(Excerpt from a dataset)
++++++

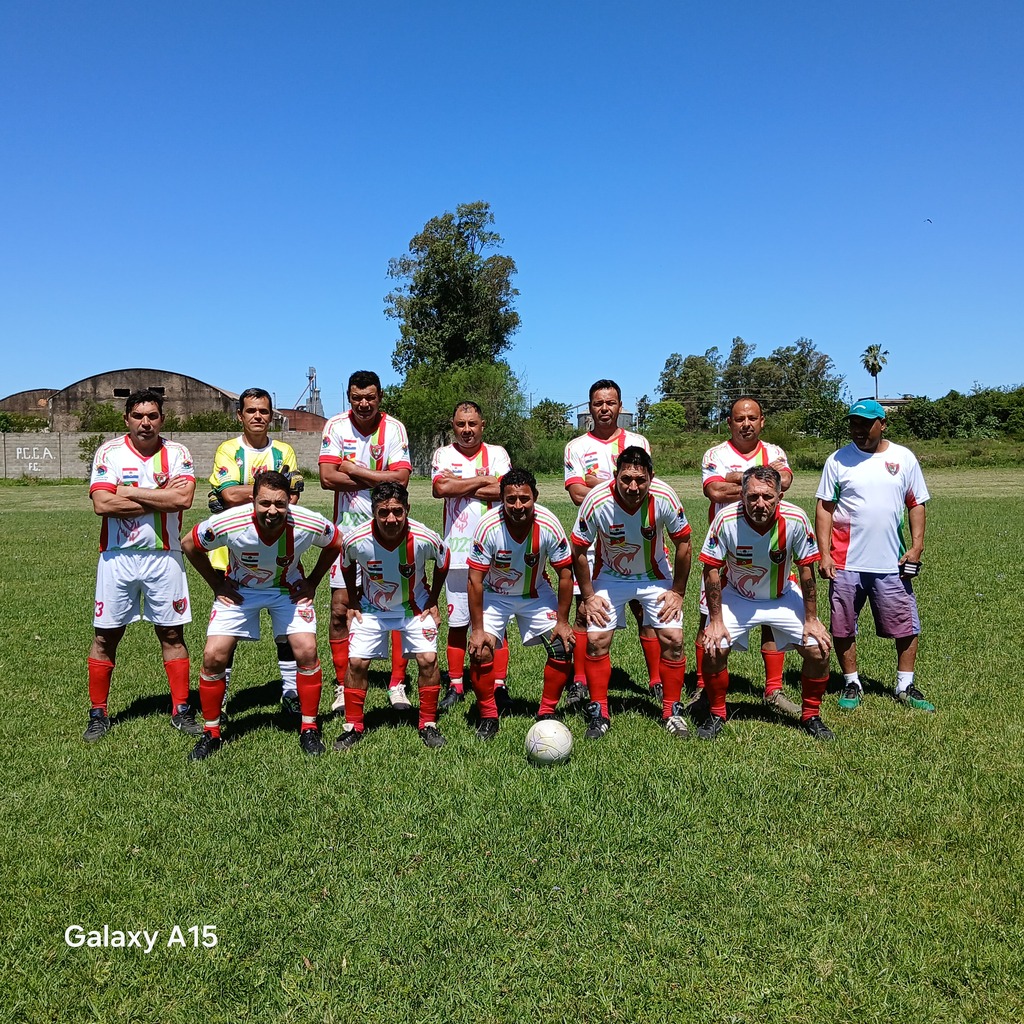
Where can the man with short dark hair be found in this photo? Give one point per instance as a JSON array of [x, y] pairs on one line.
[[868, 491], [140, 485], [360, 449], [391, 552], [627, 520], [265, 540], [753, 545], [512, 544]]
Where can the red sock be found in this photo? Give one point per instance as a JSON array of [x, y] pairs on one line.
[[717, 686], [99, 682], [339, 655], [353, 708], [580, 656], [598, 677], [814, 690], [398, 664], [673, 674], [773, 670], [309, 683], [211, 694], [556, 675], [651, 647], [428, 704], [177, 677], [482, 679]]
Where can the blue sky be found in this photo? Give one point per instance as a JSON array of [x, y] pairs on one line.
[[216, 188]]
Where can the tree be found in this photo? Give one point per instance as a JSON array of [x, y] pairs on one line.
[[454, 305], [872, 359]]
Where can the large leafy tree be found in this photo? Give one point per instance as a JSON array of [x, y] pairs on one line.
[[872, 359], [454, 302]]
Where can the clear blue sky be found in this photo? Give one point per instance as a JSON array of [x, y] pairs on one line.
[[216, 187]]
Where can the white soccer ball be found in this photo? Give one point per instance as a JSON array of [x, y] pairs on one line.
[[549, 742]]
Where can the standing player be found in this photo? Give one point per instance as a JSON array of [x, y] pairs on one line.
[[865, 491], [627, 520], [264, 541], [466, 475], [757, 541], [590, 460], [140, 485], [723, 470], [506, 579], [392, 552], [360, 449], [236, 465]]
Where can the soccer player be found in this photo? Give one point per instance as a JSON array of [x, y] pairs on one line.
[[236, 465], [590, 461], [360, 449], [756, 542], [627, 520], [507, 578], [866, 489], [264, 540], [466, 475], [140, 485], [392, 552], [722, 472]]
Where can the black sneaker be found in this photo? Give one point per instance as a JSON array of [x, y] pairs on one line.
[[487, 728], [183, 720], [712, 729], [348, 738], [577, 695], [98, 726], [597, 724], [816, 728], [310, 741], [207, 745], [451, 698], [431, 736]]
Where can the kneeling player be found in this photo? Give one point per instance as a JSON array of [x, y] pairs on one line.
[[264, 542], [506, 578], [758, 540], [392, 552]]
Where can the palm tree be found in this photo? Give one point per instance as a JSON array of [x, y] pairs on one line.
[[872, 359]]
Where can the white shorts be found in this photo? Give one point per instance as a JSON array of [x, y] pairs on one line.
[[784, 614], [456, 589], [124, 577], [243, 620], [619, 593], [369, 639], [535, 615]]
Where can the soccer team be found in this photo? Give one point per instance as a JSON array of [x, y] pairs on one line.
[[501, 555]]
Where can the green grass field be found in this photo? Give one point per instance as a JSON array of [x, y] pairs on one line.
[[763, 878]]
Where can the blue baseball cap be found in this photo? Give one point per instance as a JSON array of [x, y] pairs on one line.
[[867, 409]]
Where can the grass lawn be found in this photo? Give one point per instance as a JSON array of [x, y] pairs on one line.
[[763, 878]]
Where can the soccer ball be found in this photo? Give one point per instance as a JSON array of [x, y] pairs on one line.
[[548, 742]]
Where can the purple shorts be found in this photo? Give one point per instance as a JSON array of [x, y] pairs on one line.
[[893, 605]]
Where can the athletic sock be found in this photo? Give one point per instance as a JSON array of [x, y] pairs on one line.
[[309, 683], [598, 677], [774, 659], [813, 690], [717, 686], [673, 675], [556, 675], [99, 682], [177, 678], [651, 648]]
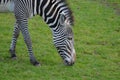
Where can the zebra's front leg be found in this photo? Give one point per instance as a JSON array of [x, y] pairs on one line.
[[23, 25], [14, 40]]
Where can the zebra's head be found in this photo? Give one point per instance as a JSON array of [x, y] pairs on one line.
[[65, 44]]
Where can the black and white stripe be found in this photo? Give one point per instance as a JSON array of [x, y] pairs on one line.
[[55, 13]]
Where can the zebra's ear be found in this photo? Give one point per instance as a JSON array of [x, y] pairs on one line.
[[62, 18]]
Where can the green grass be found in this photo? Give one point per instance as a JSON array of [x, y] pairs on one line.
[[97, 44]]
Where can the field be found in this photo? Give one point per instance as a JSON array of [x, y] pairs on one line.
[[97, 43]]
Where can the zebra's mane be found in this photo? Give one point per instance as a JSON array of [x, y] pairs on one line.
[[70, 15]]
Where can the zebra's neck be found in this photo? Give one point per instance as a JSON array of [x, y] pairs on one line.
[[50, 10], [6, 5]]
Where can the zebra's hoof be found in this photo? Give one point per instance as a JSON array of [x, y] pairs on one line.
[[36, 63]]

++++++

§ **Aim of the exercise**: Copy out all of these records word for word, leaving out the pictures.

§ **Exercise response**:
Where can the man with short dark hair be found in this photo? Give one point per instance as a JSON array of [x, y] pairs on one line.
[[868, 491], [140, 485], [360, 449], [391, 552], [627, 520], [265, 540], [753, 545], [512, 544]]
Where can the red sock be found in this photo? Give one point per instance as a JSON array of [x, y] pairs on one line.
[[717, 686], [99, 682], [339, 655], [353, 708], [580, 656], [598, 677], [814, 690], [398, 664], [673, 674], [773, 670], [309, 683], [211, 694], [556, 675], [651, 647], [428, 704], [177, 677], [482, 679]]
Where can the blue sky be found in this photo? Give one point per instance as a JSON array of [x, y] pairs on one line.
[[216, 188]]
Where can the tree be found in this photo? Give one point per instance as a JSON array of [x, y] pairs on one line.
[[454, 305], [872, 359]]
Where can the large leafy tree be found in this photo? Give one point per instance as a JSON array of [x, y] pairs on one line.
[[872, 359], [454, 302]]
Where can the clear blue sky be found in this photo? Give one point per instance as a JSON array of [x, y] pairs on one line.
[[216, 187]]
Where can the white soccer ball be found in this photo? Give one point per instance as a JSON array of [x, y] pairs on one line.
[[549, 742]]
Where can the standing player be found in this photo? Give one point per instance as a JSON array of [x, y] pairs on one line.
[[865, 491], [627, 520], [264, 541], [466, 475], [757, 541], [590, 460], [140, 485], [723, 470], [506, 579], [392, 552], [360, 449], [236, 465]]
Where can the soccer player be found in this photo? Give one point per instance as a JSON array of [x, y] pairs on one line.
[[236, 465], [590, 461], [360, 449], [756, 542], [627, 520], [507, 578], [866, 489], [264, 540], [466, 475], [140, 485], [392, 552], [722, 472]]
Where can the black sneaker be found in this photo? Give one point per instance as a JSON array of [x, y] pairs on one line.
[[487, 728], [183, 720], [712, 729], [348, 738], [577, 695], [98, 726], [597, 724], [816, 728], [310, 741], [207, 745], [451, 698], [431, 736]]
Where can the kneeling player be found in this photo? Give one point per instance as a JSON array of [x, y] pairs on one line.
[[264, 542], [506, 578], [758, 540], [392, 552]]
Where can the palm tree be found in this photo? Give one point per instance as a JSON array of [x, y] pairs on one line.
[[872, 359]]
Where can the white shorts be found in this photo? Give one point per instance as a JSON array of [x, y] pairs on one line.
[[784, 614], [456, 589], [124, 577], [243, 620], [619, 593], [369, 639], [535, 615]]
Where can the soccer team be found in this photo? Give one point per instance as a JSON array of [x, y] pairs on one line.
[[501, 555]]
Where can the green grass field be found in this photo? Give one point per instance as a JSON array of [x, y] pairs on one line.
[[763, 878]]
Where can the blue baseball cap be found in this photo? Give one point per instance as a JSON array of [x, y] pairs on one line.
[[867, 409]]
Where can the grass lawn be found in this photo? Give one point per instance as a JSON array of [x, y] pairs on one line.
[[763, 878]]
Where can the soccer ball be found in this photo? Give one point per instance as a JSON array of [x, y] pairs on one line.
[[548, 742]]
Where can the purple shorts be found in this photo? Give one point per instance as a JSON array of [x, y] pairs on one line.
[[893, 605]]
Where can the athletic sock be found in this photo? Give one point per instance as a JSON array of [x, y] pairs on one line.
[[309, 683], [598, 677], [774, 659], [813, 690], [717, 686], [673, 675], [556, 675], [99, 682], [177, 678], [651, 648]]
Where can the zebra's front leg be found in this photo? Give one point per instance as a JSON array of [x, y] pairs on one line.
[[23, 25], [14, 40]]
Where can the zebra's head be found in this photo? Give one point per instance as a JSON array of [x, y] pairs on one line.
[[65, 44]]
Where can the black and white stripe be found in this photo? Give one point per instance as a JSON array of [x, y] pairs on one line.
[[55, 13]]
Where can the zebra's ear be found in this photo? Give one point per instance as a JSON array of [x, y] pairs on one line.
[[62, 18]]
Where can the green grass be found in this photo? Give one point per instance as a JSON array of [x, y] pairs on one line.
[[97, 44]]
Where can the field be found in this photo? Give one point per instance as a JSON array of [x, y] pairs on one line.
[[97, 43]]
Where can the zebra's mane be found in this photo? Give one point per instance as a JSON array of [x, y] pairs on one line.
[[70, 15]]
Where can the zebra's neck be found in this photo? Give one point per instance as a JSON array of [x, y] pairs on one line.
[[50, 10], [6, 5]]
Where can the zebra's hoof be found in this photo? Give one point per instance as a JSON array of [x, y] pairs on one line.
[[36, 63]]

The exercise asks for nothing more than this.